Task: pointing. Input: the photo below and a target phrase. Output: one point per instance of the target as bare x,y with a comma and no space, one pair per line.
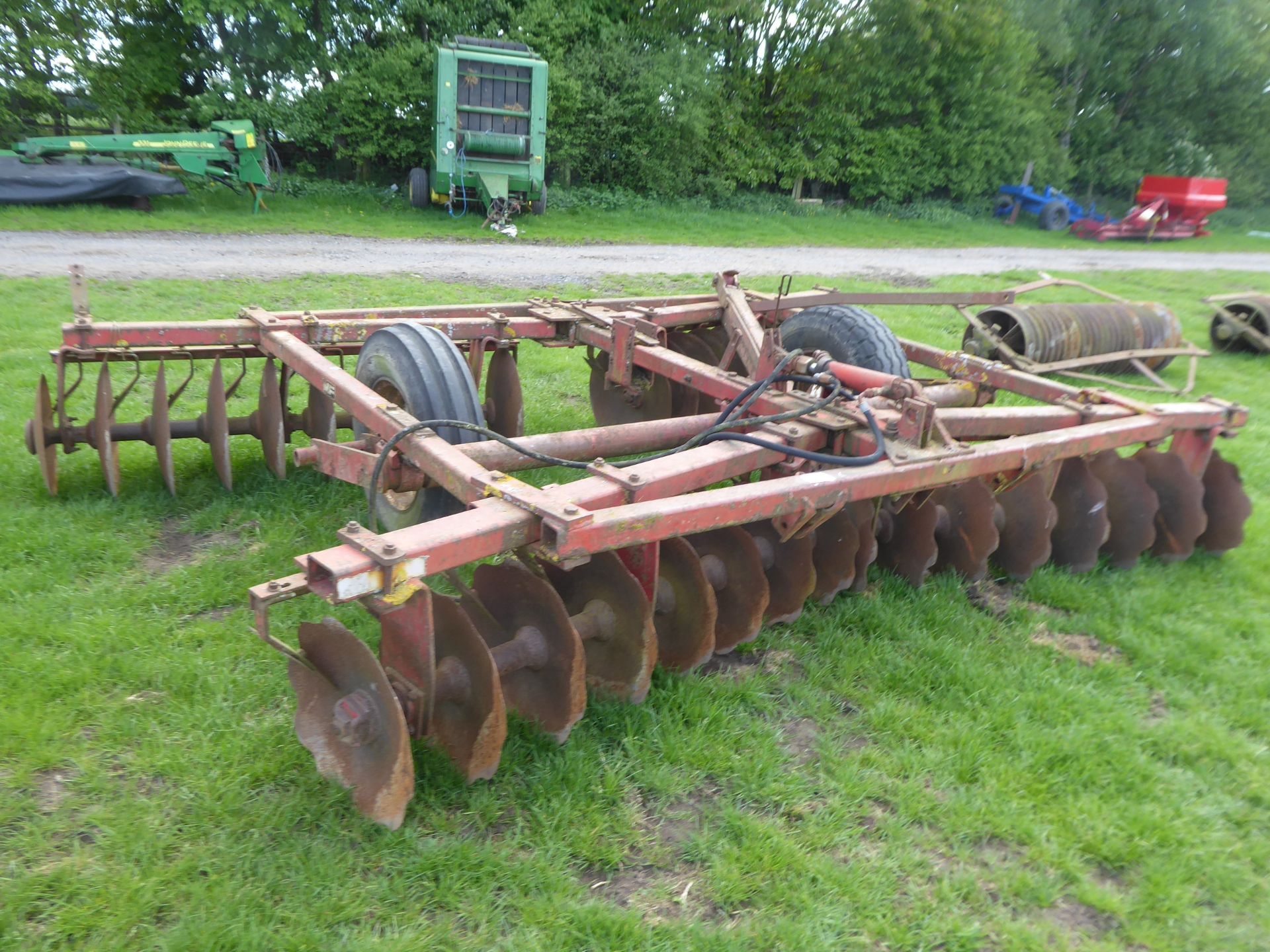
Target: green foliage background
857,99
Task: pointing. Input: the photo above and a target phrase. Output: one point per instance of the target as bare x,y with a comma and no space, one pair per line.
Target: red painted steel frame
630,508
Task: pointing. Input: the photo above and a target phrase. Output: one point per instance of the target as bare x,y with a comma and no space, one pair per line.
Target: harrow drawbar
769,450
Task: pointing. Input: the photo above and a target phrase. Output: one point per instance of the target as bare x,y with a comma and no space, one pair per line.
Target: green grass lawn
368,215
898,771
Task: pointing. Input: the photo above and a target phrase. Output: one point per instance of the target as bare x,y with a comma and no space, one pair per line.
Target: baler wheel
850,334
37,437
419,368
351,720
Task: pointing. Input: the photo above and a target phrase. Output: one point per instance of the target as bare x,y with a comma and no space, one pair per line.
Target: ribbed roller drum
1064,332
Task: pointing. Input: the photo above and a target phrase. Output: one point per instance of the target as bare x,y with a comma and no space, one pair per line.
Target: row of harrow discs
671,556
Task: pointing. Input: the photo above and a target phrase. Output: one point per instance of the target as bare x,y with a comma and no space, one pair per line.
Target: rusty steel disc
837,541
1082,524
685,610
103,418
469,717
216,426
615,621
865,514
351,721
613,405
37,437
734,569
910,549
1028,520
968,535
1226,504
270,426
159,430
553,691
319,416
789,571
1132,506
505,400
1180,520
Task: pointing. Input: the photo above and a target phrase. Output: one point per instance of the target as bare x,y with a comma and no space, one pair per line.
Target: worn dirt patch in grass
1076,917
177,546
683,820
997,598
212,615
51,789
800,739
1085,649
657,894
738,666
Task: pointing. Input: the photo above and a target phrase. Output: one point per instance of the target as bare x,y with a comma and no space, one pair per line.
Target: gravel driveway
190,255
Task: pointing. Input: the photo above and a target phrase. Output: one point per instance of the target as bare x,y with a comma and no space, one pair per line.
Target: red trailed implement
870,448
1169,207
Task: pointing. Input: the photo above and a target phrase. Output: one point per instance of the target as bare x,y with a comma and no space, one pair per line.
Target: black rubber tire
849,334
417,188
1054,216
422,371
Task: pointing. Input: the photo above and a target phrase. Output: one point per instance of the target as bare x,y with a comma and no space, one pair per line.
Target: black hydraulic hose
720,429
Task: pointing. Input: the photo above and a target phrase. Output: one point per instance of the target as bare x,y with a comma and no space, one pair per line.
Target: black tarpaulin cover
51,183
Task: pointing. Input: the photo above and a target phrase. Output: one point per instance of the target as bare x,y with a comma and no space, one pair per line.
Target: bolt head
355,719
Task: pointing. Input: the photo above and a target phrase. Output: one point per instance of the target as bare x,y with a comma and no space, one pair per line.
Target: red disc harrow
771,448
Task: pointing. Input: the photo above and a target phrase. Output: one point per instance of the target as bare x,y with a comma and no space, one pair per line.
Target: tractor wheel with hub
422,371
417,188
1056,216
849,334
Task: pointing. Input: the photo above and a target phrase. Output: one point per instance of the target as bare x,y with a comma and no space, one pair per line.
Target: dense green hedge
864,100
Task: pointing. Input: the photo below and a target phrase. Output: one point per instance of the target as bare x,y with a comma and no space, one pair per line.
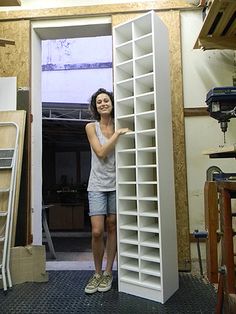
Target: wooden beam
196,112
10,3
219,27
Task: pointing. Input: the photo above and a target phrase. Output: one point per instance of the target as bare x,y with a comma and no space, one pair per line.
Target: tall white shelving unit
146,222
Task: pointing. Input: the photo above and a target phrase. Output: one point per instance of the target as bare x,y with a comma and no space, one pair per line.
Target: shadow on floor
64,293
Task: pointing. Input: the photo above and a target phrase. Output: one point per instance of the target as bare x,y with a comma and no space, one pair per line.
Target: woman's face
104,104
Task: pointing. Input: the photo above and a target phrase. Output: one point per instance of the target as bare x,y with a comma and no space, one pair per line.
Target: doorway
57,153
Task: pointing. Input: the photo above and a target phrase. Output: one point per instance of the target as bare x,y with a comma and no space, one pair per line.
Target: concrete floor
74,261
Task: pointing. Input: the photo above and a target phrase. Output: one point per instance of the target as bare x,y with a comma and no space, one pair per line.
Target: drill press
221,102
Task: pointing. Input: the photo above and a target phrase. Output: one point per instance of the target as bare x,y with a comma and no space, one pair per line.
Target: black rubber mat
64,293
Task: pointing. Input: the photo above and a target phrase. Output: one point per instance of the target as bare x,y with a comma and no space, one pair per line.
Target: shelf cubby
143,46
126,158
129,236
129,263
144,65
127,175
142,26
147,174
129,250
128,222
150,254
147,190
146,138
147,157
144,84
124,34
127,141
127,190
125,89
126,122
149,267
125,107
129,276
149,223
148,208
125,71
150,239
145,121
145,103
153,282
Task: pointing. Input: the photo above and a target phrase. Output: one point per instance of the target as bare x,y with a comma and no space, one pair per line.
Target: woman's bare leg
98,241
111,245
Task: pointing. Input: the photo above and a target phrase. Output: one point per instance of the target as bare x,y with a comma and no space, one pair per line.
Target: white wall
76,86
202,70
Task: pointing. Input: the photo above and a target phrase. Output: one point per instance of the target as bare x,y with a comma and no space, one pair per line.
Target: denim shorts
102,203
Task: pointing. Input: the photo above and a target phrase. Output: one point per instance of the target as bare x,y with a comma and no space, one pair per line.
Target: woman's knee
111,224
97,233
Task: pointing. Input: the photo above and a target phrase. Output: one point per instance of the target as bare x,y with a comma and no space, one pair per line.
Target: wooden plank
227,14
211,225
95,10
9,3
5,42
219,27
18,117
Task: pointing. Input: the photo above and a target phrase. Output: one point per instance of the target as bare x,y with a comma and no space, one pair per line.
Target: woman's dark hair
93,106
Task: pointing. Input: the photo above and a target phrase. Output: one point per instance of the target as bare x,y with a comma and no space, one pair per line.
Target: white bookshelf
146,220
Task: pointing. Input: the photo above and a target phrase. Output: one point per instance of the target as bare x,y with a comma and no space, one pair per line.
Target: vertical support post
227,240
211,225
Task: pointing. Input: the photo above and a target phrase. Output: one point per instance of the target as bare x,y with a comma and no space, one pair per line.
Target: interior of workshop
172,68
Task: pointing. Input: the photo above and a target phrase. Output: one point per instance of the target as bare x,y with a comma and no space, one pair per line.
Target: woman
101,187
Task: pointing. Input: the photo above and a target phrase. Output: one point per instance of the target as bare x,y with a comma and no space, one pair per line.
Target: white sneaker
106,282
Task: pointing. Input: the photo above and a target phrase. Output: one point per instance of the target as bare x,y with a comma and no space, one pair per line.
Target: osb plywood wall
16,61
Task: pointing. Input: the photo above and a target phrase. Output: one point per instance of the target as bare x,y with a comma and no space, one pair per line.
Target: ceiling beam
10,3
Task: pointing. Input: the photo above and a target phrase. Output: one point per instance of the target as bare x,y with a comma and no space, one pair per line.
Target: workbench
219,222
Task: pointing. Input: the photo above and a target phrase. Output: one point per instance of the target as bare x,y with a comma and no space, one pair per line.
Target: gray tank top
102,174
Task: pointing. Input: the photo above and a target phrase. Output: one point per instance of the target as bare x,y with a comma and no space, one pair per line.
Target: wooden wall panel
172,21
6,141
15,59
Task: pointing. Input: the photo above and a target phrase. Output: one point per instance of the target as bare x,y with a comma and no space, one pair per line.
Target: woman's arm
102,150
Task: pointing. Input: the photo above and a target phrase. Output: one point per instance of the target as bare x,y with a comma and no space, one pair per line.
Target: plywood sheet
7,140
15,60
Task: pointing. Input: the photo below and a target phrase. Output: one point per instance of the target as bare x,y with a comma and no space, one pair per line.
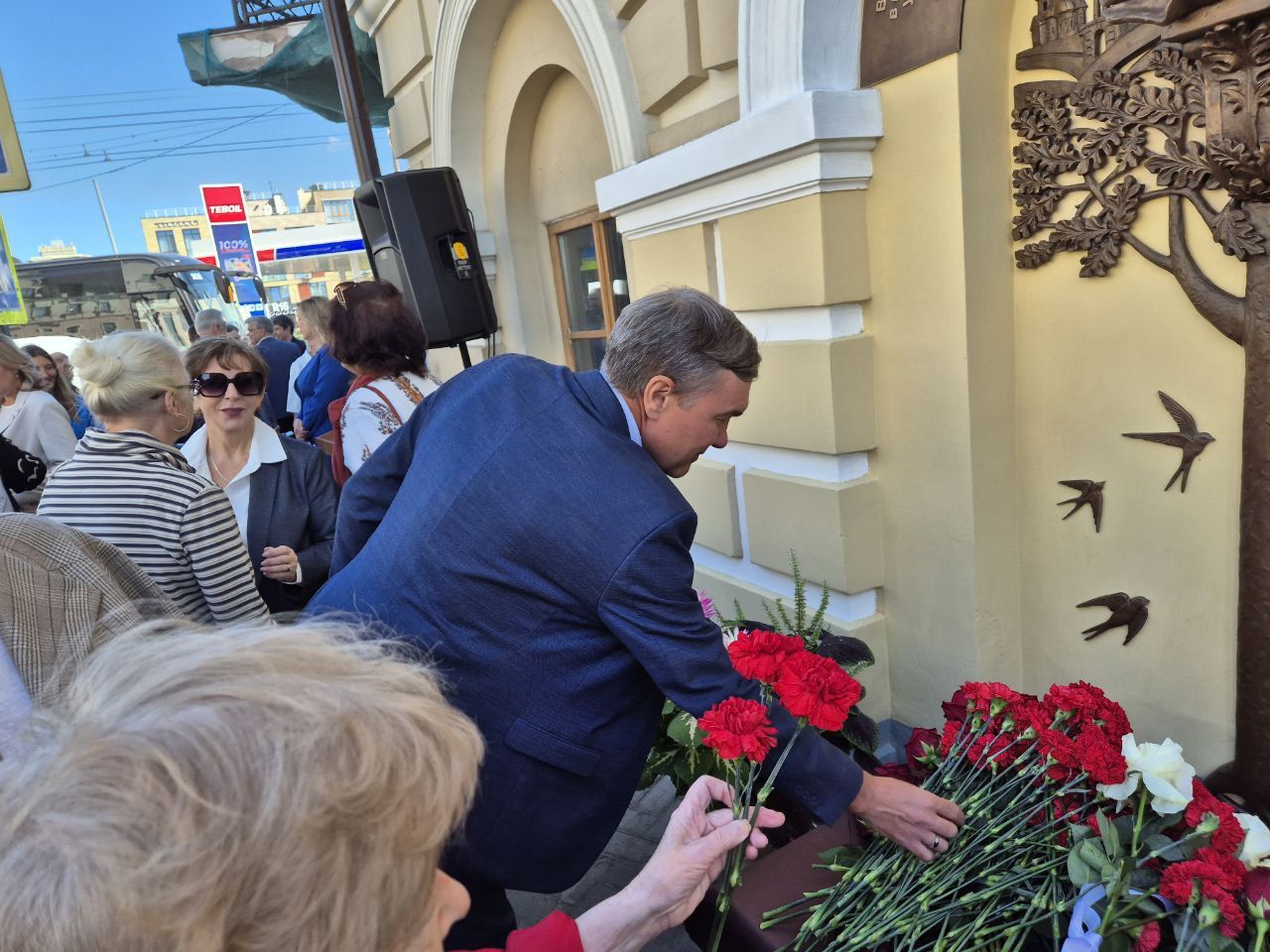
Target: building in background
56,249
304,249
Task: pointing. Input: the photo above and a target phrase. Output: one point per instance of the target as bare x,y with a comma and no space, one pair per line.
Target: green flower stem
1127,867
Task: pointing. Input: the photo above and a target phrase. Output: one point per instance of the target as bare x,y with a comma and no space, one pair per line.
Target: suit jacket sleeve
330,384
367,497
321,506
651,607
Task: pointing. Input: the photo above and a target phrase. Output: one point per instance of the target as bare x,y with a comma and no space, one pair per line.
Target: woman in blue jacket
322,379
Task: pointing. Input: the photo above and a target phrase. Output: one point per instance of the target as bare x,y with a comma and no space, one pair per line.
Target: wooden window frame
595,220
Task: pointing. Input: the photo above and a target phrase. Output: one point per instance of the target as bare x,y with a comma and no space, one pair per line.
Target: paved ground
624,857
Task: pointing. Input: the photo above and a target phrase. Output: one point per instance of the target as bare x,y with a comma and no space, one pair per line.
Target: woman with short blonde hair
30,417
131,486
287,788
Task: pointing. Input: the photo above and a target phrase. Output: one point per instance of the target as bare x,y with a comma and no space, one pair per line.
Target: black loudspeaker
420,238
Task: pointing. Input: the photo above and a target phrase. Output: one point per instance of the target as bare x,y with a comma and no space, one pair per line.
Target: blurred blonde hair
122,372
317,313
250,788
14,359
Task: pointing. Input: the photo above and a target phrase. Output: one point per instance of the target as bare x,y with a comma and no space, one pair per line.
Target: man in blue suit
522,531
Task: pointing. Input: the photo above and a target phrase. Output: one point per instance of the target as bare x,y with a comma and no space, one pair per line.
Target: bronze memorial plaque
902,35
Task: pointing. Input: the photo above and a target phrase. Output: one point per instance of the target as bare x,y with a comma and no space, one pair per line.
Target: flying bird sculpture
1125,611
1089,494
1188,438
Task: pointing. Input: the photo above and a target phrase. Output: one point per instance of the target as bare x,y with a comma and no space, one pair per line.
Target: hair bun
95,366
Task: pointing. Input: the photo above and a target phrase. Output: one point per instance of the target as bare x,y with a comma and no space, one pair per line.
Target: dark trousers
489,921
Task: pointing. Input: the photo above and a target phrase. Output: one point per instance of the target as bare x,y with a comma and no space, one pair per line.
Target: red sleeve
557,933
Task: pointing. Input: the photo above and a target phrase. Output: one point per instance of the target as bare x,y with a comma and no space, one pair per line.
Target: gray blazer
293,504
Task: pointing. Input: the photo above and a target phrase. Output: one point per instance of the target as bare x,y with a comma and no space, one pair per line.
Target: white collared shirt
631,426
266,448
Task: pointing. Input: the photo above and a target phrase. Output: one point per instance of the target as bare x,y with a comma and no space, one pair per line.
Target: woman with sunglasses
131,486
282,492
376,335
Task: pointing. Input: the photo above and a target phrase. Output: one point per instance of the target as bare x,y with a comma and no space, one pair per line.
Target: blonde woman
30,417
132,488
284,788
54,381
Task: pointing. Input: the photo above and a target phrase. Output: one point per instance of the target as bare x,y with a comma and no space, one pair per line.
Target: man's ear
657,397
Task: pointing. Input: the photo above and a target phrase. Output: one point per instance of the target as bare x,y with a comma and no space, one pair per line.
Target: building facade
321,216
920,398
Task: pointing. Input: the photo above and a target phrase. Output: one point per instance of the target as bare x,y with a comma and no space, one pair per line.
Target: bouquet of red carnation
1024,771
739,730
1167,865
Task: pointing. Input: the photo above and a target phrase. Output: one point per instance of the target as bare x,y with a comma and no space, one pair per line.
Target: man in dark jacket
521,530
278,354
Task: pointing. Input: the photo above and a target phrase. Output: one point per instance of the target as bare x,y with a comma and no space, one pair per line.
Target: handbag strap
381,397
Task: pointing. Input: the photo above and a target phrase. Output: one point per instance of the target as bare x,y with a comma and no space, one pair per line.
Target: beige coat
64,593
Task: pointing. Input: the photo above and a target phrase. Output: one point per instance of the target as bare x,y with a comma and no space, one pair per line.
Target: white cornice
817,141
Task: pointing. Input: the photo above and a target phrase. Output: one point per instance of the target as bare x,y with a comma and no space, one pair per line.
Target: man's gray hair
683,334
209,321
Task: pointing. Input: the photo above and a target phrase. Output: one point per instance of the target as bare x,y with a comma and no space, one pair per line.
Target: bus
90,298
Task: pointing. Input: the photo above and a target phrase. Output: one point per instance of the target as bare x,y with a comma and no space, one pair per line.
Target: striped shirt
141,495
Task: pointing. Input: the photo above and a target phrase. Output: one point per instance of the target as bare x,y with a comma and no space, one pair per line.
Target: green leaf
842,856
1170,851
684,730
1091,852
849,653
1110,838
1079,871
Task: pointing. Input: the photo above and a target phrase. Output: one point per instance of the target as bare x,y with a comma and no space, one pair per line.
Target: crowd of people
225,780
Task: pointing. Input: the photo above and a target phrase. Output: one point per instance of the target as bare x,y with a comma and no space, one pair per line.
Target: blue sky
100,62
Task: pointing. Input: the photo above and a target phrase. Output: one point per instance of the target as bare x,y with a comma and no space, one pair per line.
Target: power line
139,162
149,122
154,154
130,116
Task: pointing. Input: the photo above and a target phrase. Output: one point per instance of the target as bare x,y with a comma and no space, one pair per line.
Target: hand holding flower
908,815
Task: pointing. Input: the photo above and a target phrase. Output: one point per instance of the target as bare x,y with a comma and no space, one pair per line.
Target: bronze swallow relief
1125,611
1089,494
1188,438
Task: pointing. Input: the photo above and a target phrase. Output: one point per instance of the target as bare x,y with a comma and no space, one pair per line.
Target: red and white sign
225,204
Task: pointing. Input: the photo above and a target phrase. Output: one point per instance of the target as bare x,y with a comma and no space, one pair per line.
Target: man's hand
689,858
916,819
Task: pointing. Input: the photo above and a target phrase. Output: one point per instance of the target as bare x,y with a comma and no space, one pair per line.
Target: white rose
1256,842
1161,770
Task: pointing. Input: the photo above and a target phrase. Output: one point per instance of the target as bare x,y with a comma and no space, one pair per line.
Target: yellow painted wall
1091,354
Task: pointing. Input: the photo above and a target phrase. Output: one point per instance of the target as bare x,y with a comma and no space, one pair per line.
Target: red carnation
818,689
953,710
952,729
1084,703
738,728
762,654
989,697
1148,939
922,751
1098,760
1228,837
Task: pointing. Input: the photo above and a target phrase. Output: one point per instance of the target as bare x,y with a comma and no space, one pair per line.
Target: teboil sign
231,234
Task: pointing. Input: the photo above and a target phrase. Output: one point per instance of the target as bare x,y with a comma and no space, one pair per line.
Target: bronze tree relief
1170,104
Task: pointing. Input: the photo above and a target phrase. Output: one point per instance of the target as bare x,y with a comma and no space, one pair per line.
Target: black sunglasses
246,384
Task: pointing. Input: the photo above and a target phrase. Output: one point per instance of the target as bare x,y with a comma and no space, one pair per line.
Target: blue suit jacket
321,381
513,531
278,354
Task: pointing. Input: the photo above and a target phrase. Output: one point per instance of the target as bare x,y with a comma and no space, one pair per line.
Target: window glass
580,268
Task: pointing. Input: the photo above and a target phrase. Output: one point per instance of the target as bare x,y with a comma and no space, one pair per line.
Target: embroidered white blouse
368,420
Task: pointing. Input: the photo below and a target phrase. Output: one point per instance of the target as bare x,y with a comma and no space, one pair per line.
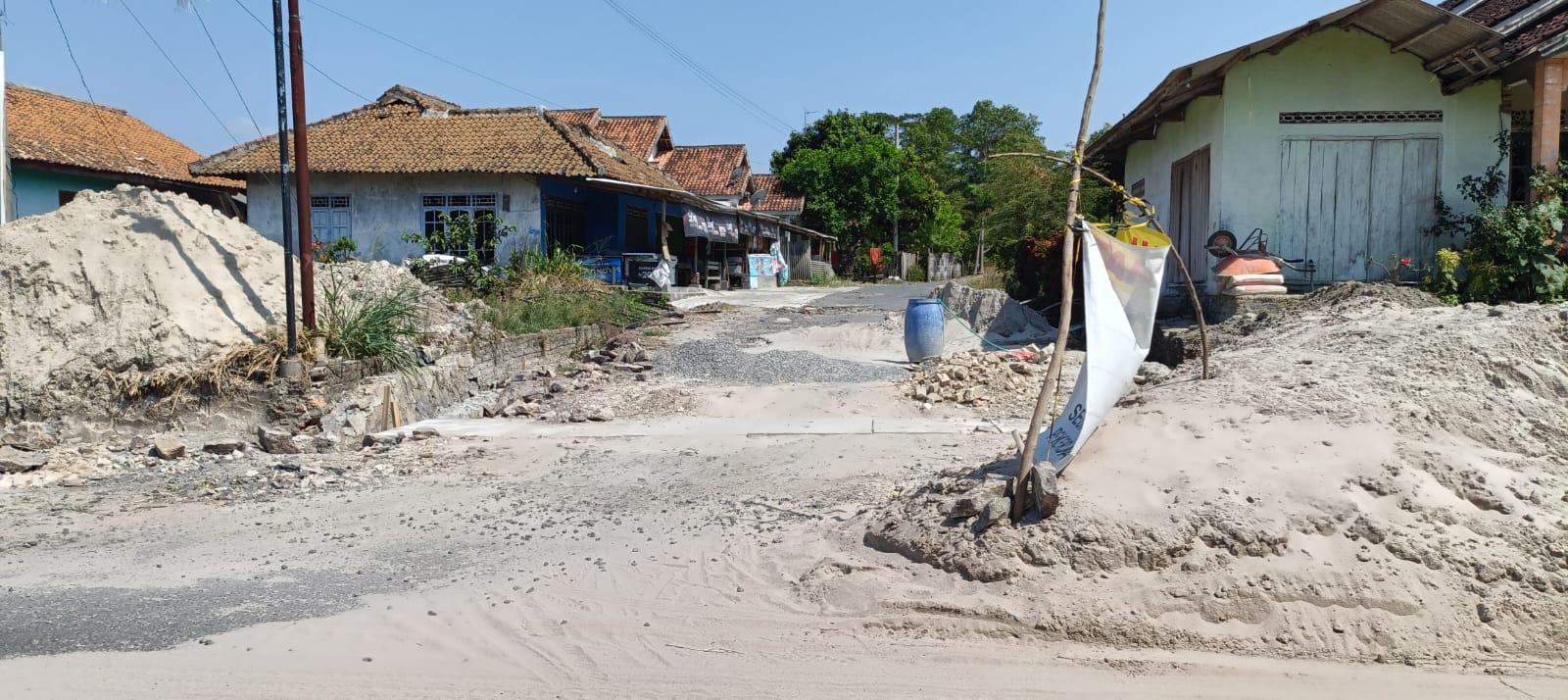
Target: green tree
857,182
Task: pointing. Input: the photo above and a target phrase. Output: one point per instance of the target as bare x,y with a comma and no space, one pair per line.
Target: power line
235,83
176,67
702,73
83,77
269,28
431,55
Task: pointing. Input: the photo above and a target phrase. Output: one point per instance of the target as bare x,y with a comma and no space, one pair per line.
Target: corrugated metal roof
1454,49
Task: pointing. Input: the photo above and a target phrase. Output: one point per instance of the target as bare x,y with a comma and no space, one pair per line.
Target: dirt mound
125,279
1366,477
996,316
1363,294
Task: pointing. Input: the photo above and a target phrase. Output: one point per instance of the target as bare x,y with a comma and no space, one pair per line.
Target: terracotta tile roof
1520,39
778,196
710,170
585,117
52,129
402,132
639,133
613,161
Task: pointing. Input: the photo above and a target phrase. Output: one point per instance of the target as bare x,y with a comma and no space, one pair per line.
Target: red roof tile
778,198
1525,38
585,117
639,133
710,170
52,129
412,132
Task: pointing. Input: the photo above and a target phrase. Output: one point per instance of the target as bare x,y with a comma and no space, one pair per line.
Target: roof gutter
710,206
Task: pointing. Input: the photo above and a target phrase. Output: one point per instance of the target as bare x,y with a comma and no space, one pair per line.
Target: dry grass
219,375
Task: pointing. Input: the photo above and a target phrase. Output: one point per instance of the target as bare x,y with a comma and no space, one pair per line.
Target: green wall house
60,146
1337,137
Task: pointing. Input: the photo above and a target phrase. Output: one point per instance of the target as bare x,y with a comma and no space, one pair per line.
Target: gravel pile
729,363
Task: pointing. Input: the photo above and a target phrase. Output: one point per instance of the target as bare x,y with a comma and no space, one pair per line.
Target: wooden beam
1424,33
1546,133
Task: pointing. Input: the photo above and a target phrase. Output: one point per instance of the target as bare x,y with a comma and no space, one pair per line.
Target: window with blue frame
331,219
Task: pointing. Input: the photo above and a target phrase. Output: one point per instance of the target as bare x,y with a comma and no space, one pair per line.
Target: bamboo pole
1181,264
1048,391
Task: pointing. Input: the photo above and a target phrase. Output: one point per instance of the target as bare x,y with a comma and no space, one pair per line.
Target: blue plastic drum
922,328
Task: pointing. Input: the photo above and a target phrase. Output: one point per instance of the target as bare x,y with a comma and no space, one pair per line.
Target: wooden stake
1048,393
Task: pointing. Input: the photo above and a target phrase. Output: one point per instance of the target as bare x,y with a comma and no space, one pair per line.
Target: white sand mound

══════════════════════════════

## Instructions to follow
Select each line above that contains the word "plywood", matching uppercase and lowercase exactly, and copy those lines.

## Output of the task
Target: osb plywood wall
Target: plywood sheet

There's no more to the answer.